**Travail à faire**:
**a.** Extrayez du texte sur le 17 octobre 1961 le passage allant de « En 2012, pour » jusqu’à « le 18 mars prochain. » inclus.
**b.** Les affirmations suivantes concordent-elles avec le texte sur le 17 octobre 1961 ? Répondez par oui ou par non à chacune, en citant tels quels les mots décisifs du texte. (i) Le bilan officiel fait état de trois morts. (ii) François Hollande a été le premier président français à rendre hommage aux victimes du 17 octobre 1961. (iii) En 2018, Emmanuel Macron a reconnu « une répression sanglante ».

**Texte de la page**:
● ● ● ● ●

Officiellement, il n’y a eu que trois morts, alors que c’est la plus sanglante répression policière d’une manifestation pacifique dans l’histoire moderne de notre république. Des dizaines de manifestants furent tués à coups de crosse, jetés vivants dans la Seine, pendus ou étranglés. Des centaines furent blessés, des milliers, arrêtés, torturés aux cris de « sales bicots », emprisonnés dans des conditions inhumaines ou refoulés en Algérie. 

Cette explosion de violence policière et raciste ne fut pas soudaine mais la continuité et l’acmé d’un système répressif fait de contrôles au faciès, de rafles, ratonnades qui ciblaient exclusivement la population algérienne reléguée dans les bidonvilles de la banlieue parisienne, et une grande misère, celle qui était désignée par la terminologie coloniale de l’époque : « Français musulmans d’Algérie ».  

Pendant plusieurs décennies, la mémoire du 17 octobre 1961 a été occultée sous l’effet notamment d’un black-out organisé au plus haut sommet de l’État. Ce n’est que vingt, trente ans plus tard, dans les années 1980 et 1990, que la parole s’est libérée grâce à la détermination d’enfants de manifestants du 17-Octobre et à des personnalités d’extrême gauche, tel le militant Jean-Luc Einaudi qui a surmonté tous les obstacles : l’omerta, les archives verrouillées, pour faire éclater la vérité.

En 2012, pour la première fois, un président français – François Hollande – a rendu hommage à la mémoire des victimes du 17 octobre 1961 et reconnu officiellement « une répression sanglante ». En 2018, Emmanuel Macron lui a emboîté le pas, admettant « une répression violente ». Mais l’un comme l’autre n’ont pas été plus loin que les mots, aucun acte fort n’a jamais été posé.

Soixante ans après les faits, où en est-on de la reconnaissance par l’État français de ses responsabilités dans ce massacre ? Emmanuel Macron s’est engagé à célébrer les trois grandes commémorations qui jalonnent la fin de son quinquennat : l’hommage national aux harkis, le 17 octobre 1961 et les accords d’Évian le 18 mars prochain. 

Mais à l’heure où il laboure les terres de l’extrême droite, jusqu’à sacrifier la relation franco-algérienne sur l’autel de sa réélection en avril 2022 (lire ici notre article), que fera ou ne fera pas le président ce 17 octobre ? S’arrêtera-t-il au Musée national de l’histoire de l’immigration de la Porte-Dorée à Paris, dirigé depuis peu par l’historien Pap Ndiaye, qui prépare un événement sur le sujet ? Ira-t-il encore plus loin que son prédécesseur dans sa dénonciation du massacre ?

● ● ● ● ●

**Données affichées**:

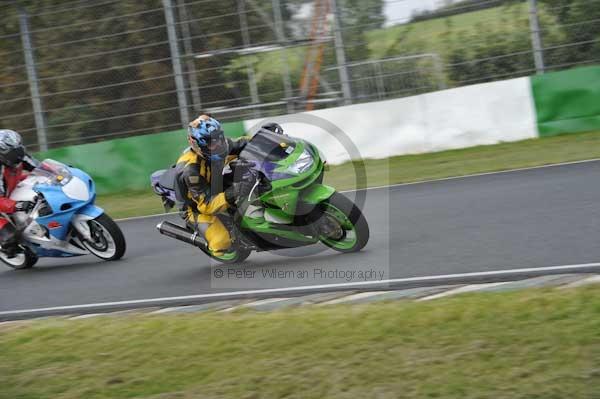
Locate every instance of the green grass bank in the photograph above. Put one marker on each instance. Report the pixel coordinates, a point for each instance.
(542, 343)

● ● ● ● ●

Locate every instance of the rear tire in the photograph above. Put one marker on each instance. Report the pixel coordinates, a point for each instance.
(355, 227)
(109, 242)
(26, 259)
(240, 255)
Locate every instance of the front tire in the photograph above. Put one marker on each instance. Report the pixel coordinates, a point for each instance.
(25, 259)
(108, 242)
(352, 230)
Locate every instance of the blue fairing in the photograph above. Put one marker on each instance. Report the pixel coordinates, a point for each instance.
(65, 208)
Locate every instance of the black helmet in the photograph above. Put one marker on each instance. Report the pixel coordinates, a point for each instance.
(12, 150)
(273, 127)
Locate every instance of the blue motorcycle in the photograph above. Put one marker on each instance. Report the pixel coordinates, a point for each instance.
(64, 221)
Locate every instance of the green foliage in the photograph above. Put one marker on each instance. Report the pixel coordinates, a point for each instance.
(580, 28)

● ● ● ● ●

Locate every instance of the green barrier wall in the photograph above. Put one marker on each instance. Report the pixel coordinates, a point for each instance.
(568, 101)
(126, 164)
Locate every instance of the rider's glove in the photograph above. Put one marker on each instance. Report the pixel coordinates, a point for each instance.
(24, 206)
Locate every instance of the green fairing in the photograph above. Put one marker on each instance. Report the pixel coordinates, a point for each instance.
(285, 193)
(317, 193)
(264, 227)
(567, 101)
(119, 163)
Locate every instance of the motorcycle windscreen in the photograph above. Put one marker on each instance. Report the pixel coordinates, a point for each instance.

● ● ● ● ●

**Résultats finaux**:
**a.**
En 2012, pour la première fois, un président français – François Hollande – a rendu hommage à la mémoire des victimes du 17 octobre 1961 et reconnu officiellement « une répression sanglante ». En 2018, Emmanuel Macron lui a emboîté le pas, admettant « une répression violente ». Mais l’un comme l’autre n’ont pas été plus loin que les mots, aucun acte fort n’a jamais été posé.

Soixante ans après les faits, où en est-on de la reconnaissance par l’État français de ses responsabilités dans ce massacre ? Emmanuel Macron s’est engagé à célébrer les trois grandes commémorations qui jalonnent la fin de son quinquennat : l’hommage national aux harkis, le 17 octobre 1961 et les accords d’Évian le 18 mars prochain.

**b.**
(i) Oui : « Officiellement, il n’y a eu que trois morts ».
(ii) Oui : « En 2012, pour la première fois, un président français – François Hollande – a rendu hommage à la mémoire des victimes du 17 octobre 1961 ».
(iii) Non : « En 2018, Emmanuel Macron lui a emboîté le pas, admettant “une répression violente” ».